(Stored data)
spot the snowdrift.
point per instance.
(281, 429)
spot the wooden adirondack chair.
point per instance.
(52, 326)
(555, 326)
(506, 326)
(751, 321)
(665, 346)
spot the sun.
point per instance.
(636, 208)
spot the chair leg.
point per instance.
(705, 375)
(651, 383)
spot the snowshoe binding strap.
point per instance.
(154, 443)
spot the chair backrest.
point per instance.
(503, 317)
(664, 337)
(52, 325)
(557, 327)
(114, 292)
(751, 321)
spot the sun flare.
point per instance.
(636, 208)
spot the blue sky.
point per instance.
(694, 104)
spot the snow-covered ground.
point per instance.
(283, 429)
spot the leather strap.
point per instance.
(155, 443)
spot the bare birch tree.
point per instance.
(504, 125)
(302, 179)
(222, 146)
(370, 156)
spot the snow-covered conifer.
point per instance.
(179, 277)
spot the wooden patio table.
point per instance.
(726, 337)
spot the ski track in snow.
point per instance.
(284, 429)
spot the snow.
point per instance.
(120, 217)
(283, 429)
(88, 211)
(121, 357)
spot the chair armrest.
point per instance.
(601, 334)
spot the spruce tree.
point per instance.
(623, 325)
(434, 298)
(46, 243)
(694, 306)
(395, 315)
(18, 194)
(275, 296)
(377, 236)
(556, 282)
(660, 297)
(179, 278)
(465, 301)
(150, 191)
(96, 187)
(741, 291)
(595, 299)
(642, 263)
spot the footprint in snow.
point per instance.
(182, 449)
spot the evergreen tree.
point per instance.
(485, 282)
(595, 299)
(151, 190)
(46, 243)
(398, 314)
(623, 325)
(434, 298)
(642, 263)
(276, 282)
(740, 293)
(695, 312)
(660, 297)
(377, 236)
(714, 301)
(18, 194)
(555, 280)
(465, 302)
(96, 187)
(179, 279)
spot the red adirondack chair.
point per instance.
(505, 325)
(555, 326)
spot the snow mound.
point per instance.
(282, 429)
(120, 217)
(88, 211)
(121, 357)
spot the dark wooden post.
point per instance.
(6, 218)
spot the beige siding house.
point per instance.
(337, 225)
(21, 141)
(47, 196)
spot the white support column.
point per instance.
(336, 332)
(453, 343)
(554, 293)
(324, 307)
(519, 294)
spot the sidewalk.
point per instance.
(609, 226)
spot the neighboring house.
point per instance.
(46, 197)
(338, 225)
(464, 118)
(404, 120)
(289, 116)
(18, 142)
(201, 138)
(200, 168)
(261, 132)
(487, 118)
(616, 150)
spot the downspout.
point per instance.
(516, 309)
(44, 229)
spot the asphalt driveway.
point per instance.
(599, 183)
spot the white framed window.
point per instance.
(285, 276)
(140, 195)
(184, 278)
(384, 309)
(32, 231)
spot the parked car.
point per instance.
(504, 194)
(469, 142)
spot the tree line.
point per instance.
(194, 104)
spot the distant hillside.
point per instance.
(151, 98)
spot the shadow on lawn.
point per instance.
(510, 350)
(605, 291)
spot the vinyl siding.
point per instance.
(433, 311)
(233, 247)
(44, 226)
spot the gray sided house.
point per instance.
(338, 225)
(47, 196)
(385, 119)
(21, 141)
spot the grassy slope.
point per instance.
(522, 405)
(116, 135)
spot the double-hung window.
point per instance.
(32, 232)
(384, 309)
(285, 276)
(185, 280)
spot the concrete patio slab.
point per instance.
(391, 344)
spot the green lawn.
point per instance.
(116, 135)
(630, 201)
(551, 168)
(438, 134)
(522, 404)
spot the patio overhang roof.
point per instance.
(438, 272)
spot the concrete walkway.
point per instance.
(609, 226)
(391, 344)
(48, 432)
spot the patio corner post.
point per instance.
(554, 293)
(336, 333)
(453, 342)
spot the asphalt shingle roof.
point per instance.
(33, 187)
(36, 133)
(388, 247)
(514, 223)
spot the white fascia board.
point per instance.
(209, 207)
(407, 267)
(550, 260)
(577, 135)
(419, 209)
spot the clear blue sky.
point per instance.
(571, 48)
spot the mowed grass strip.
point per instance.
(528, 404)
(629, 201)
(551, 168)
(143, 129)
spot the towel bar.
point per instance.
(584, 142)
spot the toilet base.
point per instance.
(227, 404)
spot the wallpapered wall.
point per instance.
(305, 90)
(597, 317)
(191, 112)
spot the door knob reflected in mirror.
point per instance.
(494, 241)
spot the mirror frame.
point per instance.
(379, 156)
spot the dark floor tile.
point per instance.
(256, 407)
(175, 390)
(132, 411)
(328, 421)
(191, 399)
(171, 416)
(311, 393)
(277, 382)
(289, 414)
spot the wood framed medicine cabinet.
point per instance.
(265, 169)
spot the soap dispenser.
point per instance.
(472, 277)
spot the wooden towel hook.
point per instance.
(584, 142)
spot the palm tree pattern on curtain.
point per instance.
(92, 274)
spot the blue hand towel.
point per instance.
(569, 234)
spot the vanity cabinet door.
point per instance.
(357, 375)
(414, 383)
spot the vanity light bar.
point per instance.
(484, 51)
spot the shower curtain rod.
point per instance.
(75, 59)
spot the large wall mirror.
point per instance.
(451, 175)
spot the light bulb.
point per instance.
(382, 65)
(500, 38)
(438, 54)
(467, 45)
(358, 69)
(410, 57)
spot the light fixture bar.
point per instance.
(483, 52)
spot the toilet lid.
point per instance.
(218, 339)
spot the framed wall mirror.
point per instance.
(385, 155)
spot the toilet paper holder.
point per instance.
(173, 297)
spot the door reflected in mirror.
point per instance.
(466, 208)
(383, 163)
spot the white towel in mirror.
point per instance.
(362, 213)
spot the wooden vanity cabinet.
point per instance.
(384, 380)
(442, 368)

> **Goal**
Extract each line from the listing above, please, and repeat it exactly.

> **Completed task**
spot the snowdrift.
point per instance.
(281, 429)
spot the wooden adirondack chair.
point per instance.
(52, 326)
(555, 326)
(506, 326)
(751, 321)
(665, 346)
spot the sun.
point per instance.
(636, 208)
spot the chair leg.
point per instance.
(705, 375)
(651, 383)
spot the snowshoe binding strap.
point per instance.
(154, 443)
spot the chair backrest.
point per instance.
(503, 317)
(664, 337)
(52, 325)
(557, 327)
(114, 292)
(751, 321)
spot the sun flare.
point per instance.
(636, 208)
spot the blue sky.
point per instance.
(694, 104)
spot the snow-covered ground.
point per instance.
(283, 429)
spot the leather strap.
point per instance.
(155, 443)
spot the bare birch tree.
point per instance.
(504, 125)
(302, 179)
(222, 146)
(370, 156)
spot the snow-covered conifer.
point per instance.
(179, 277)
spot the wooden patio table.
point per instance.
(726, 337)
spot the ski track in snow.
point per instance.
(284, 429)
spot the snow.
point per instance.
(120, 217)
(283, 429)
(88, 211)
(121, 357)
spot the chair armrest.
point per instance.
(601, 334)
spot the spruce tree.
point per instance.
(623, 325)
(434, 298)
(46, 243)
(694, 306)
(395, 315)
(18, 194)
(275, 296)
(377, 236)
(556, 282)
(660, 297)
(179, 278)
(465, 301)
(150, 191)
(96, 187)
(741, 291)
(595, 299)
(642, 263)
spot the footprint in snow.
point per instance.
(182, 449)
spot the evergreen tree.
point per instance.
(485, 282)
(595, 299)
(151, 190)
(46, 243)
(398, 314)
(623, 325)
(434, 298)
(642, 263)
(276, 282)
(740, 293)
(695, 312)
(660, 297)
(377, 236)
(714, 301)
(18, 194)
(555, 280)
(465, 302)
(96, 187)
(179, 279)
spot the red adirondack chair.
point per instance.
(505, 325)
(555, 326)
spot the snow mound.
point per instance.
(282, 429)
(120, 217)
(88, 211)
(121, 357)
spot the dark wooden post.
point per instance.
(6, 218)
spot the beige siding house.
point per instance.
(337, 225)
(21, 141)
(47, 196)
spot the white support column.
point per instance.
(336, 332)
(453, 343)
(554, 293)
(324, 307)
(519, 294)
spot the sidewalk.
point per instance.
(609, 226)
spot the neighboring house.
point per instance.
(46, 197)
(338, 225)
(464, 118)
(404, 120)
(289, 116)
(18, 142)
(201, 138)
(200, 168)
(261, 132)
(487, 118)
(616, 150)
spot the downspout.
point per instance.
(516, 309)
(44, 229)
spot the asphalt driveway.
point per instance.
(599, 183)
spot the white framed window.
point per instance.
(285, 276)
(140, 195)
(184, 278)
(384, 309)
(32, 231)
spot the parked car.
point per instance.
(504, 194)
(469, 142)
spot the tree line.
point per instance.
(194, 104)
spot the distant hillside.
point per instance.
(151, 98)
spot the shadow on lawn.
point per instance.
(510, 350)
(605, 291)
spot the vinyl siding.
point per instance.
(433, 311)
(233, 247)
(44, 226)
spot the gray sided house.
point per instance.
(338, 225)
(47, 196)
(385, 119)
(21, 141)
spot the grassy slope.
point per instance.
(522, 405)
(116, 135)
spot the double-hung window.
point per instance.
(32, 232)
(384, 309)
(285, 276)
(185, 280)
spot the concrete patio slab.
point per instance.
(391, 344)
spot the green lawn.
point per instance.
(116, 135)
(630, 201)
(551, 168)
(438, 134)
(522, 404)
spot the patio overhang roof.
point per instance.
(438, 272)
spot the concrete walkway.
point per instance.
(609, 226)
(391, 344)
(48, 432)
spot the patio corner post.
point per instance.
(554, 293)
(336, 333)
(453, 342)
spot the asphalt shingle roof.
point per instance.
(33, 187)
(36, 133)
(388, 247)
(514, 223)
spot the white fascia board.
point per instance.
(209, 207)
(407, 267)
(550, 260)
(577, 135)
(419, 209)
spot the clear blue sky.
point per instance.
(571, 48)
spot the mowed grass strip.
point per instance.
(528, 404)
(629, 201)
(551, 168)
(143, 129)
spot the towel bar.
point per instance.
(584, 142)
spot the toilet base.
point per instance.
(227, 404)
spot the wallpapered wall.
point per instance.
(305, 90)
(597, 317)
(191, 112)
spot the door knob reflected in mirror.
point per instance.
(494, 241)
spot the mirror frame.
point per instance.
(379, 156)
spot the dark floor tile.
point per instance.
(256, 407)
(175, 390)
(132, 411)
(328, 421)
(191, 399)
(171, 416)
(311, 393)
(277, 382)
(289, 414)
spot the wood framed medicine cabinet.
point per instance.
(265, 169)
spot the soap dispenser.
point per instance.
(472, 277)
spot the wooden towel hook.
point per instance.
(584, 142)
spot the palm tree pattern on curtain.
point per instance.
(92, 274)
spot the blue hand towel.
point per instance.
(569, 234)
spot the vanity cabinet door.
point per instance.
(357, 375)
(414, 383)
spot the vanity light bar.
point per instance.
(484, 51)
spot the shower curtain rod.
point per instance.
(75, 59)
spot the large wall mirror.
point per instance.
(451, 175)
spot the light bulb.
point per instance.
(382, 65)
(500, 38)
(438, 54)
(467, 45)
(358, 69)
(410, 57)
spot the light fixture bar.
point per instance.
(483, 52)
spot the toilet lid.
point per instance.
(218, 339)
spot the framed wall mirror.
point per instance.
(385, 155)
spot the toilet paper holder.
point per instance.
(173, 297)
spot the door reflected in mirror.
point per instance.
(466, 208)
(383, 163)
spot the white towel in mirror.
point per instance.
(362, 213)
spot the wooden vanity cabinet.
point per instance.
(384, 380)
(442, 368)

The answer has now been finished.